▶ **Document excerpt**:
• • •
CARL G. IVARSSON, JR., CARL A. BARRINGTON, JR., EDWARD THOMAS
BRADY, LARRY J. MCGLOTHLIN, GEORGE J. FRANKS, IV, PAUL F. HERZOG,
JACK E. CARTER, JOANNA SHOBER, RAY COLTON VALLERY, JAMES R.
PARISH, COY E. BREWER, JR., ROBERT L. COOPER, and ALLEN W.
ROGERS,
Plaintiffs,
v
.
THE OFFICE OF INDIGENT DEFENSE SERVICES and THE COMMISSION OF
INDIGENT DEFENSE SERVICES,
Defendants.
Mitchell, Brewer, Richardson, Adams, Burge & Boughman, by
Ronnie M. Mitchell and Coy E. Brewer, Jr., for plaintiff-
appellants.
Attorney General Roy Cooper, by Special Deputy Attorney
General Norma S. Harrell, for the State.
American Civil Liberties Union of North Carolina Legal
Foundation, Inc., by Marshall Dayan and Seth Jaffe, amicus
curiae.
EAGLES, Chief Judge.
Plaintiffs appeal from an order denying summary judgment for
plaintiffs and granting summary judgment for defendants. After
careful review of the record, briefs and arguments of counsel, we
affirm.
The evidence tends to show the following. Plaintiffs are
attorneys practicing in the Cumberland County area. Plaintiffs
challenge the constitutionality of the Indigent Defense ServicesAct of 2000, enacted as G.S. § 7A-498 et seq (2001). This
legislation was enacted by the General Assembly in 2000 and took
effect on 1 July 2001. The Indigent Defense Services Act created
the Office of Indigent Defense Services (IDS). The legislation
granted IDS the power to appoint and compensate attorneys who
represent indigent criminal defendants. The Indigent Defense
Services Act was based upon the recommendations of the American Bar
Association and the North Carolina General Assembly Study
Commission on Indigent Defense.
• • •
▶ **Data provided**:

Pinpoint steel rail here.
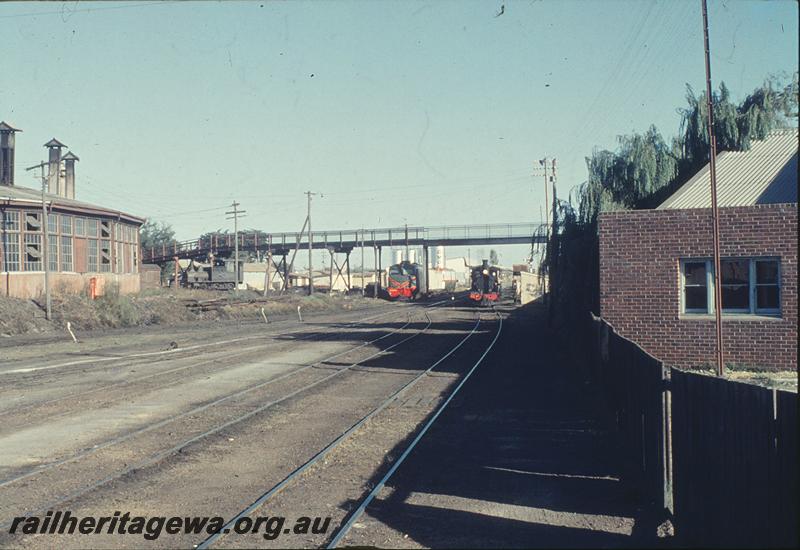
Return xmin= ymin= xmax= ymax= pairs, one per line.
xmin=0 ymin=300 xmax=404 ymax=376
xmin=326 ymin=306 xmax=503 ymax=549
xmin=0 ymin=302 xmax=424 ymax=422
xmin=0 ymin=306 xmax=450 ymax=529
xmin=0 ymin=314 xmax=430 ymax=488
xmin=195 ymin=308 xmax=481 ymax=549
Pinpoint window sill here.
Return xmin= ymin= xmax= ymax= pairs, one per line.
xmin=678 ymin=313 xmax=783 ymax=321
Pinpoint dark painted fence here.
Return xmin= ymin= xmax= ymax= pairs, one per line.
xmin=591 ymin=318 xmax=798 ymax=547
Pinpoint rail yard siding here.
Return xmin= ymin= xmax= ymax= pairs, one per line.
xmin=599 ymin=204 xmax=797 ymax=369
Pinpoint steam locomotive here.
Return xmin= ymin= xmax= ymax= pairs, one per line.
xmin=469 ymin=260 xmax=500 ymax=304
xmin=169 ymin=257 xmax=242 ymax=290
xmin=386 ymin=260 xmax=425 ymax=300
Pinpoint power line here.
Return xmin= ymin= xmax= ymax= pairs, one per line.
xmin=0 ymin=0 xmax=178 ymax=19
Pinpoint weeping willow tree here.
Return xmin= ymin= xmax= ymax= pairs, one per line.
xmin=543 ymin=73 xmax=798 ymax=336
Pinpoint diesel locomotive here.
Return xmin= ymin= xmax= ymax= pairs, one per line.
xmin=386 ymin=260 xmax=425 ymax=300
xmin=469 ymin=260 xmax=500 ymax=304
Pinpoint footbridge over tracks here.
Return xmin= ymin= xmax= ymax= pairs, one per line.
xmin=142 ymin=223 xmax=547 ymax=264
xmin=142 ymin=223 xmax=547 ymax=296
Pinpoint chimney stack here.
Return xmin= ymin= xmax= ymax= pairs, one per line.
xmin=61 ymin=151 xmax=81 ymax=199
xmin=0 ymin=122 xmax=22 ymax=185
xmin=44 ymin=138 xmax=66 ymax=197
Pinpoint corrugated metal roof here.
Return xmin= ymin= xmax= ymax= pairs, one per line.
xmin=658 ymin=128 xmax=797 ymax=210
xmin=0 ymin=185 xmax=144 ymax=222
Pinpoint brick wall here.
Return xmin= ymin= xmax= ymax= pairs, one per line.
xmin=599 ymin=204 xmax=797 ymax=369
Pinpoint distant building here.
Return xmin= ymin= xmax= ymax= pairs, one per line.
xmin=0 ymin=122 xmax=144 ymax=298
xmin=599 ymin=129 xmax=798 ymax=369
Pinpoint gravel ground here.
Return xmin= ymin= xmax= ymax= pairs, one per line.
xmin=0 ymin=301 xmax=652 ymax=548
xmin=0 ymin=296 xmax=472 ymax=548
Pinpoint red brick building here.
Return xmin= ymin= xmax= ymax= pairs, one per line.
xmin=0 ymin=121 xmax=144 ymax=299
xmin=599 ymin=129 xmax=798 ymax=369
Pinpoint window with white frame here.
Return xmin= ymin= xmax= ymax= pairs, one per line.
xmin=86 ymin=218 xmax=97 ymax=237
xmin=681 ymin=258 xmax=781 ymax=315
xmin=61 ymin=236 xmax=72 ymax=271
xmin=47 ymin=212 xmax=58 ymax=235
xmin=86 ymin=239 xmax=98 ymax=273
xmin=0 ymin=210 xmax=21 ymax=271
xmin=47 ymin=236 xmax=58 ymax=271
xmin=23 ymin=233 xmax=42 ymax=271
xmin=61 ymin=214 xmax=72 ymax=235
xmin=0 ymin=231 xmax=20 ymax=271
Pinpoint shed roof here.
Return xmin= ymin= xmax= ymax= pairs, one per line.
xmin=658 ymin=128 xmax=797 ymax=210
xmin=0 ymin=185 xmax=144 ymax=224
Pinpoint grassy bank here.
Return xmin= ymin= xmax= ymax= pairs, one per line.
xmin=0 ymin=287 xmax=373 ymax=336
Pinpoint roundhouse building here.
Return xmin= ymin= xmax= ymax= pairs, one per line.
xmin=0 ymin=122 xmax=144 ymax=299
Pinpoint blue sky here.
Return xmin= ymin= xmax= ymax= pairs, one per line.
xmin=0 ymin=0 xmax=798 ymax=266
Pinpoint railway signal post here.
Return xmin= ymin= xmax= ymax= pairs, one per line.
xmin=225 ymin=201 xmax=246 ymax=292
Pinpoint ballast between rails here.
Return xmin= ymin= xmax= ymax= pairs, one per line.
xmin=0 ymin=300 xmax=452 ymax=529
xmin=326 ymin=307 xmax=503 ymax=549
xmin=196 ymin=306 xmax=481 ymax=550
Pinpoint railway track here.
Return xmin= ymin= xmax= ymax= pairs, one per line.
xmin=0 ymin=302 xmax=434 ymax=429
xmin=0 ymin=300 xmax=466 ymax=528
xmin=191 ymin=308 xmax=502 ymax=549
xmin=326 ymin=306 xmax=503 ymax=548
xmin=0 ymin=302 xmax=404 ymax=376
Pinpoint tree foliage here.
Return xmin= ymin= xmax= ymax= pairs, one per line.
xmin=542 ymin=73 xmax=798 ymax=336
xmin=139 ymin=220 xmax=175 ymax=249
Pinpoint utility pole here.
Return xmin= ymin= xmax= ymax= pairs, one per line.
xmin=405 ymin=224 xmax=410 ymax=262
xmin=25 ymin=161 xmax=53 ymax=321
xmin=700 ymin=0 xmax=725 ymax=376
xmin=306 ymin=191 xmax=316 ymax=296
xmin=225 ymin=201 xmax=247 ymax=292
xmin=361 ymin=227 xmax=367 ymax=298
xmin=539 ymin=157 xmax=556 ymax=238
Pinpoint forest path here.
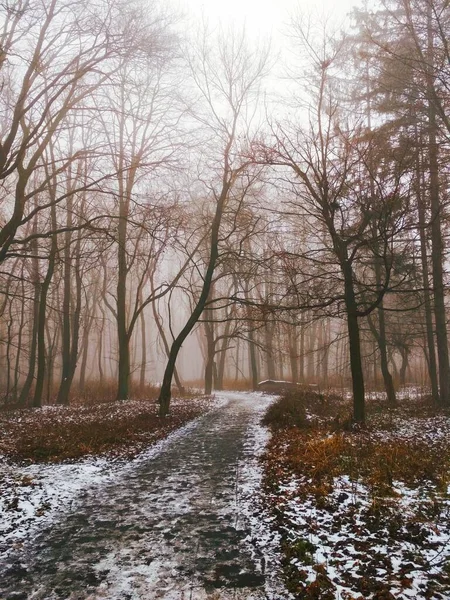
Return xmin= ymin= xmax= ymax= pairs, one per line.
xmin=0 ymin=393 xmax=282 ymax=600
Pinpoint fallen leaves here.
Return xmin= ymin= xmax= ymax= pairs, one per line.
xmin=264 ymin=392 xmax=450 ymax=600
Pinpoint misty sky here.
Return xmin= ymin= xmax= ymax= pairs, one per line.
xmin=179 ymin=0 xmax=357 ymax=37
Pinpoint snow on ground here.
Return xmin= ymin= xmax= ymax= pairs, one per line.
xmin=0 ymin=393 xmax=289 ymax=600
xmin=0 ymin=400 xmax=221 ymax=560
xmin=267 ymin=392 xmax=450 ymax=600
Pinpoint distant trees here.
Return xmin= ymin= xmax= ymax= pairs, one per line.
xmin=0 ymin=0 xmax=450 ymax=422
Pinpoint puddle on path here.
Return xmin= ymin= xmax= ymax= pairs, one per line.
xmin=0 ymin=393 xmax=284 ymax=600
• • •
▶ **Given problem**:
According to the court opinion, on what date did the Indigent Defense Services Act take effect?

▶ **Result**:
1 July 2001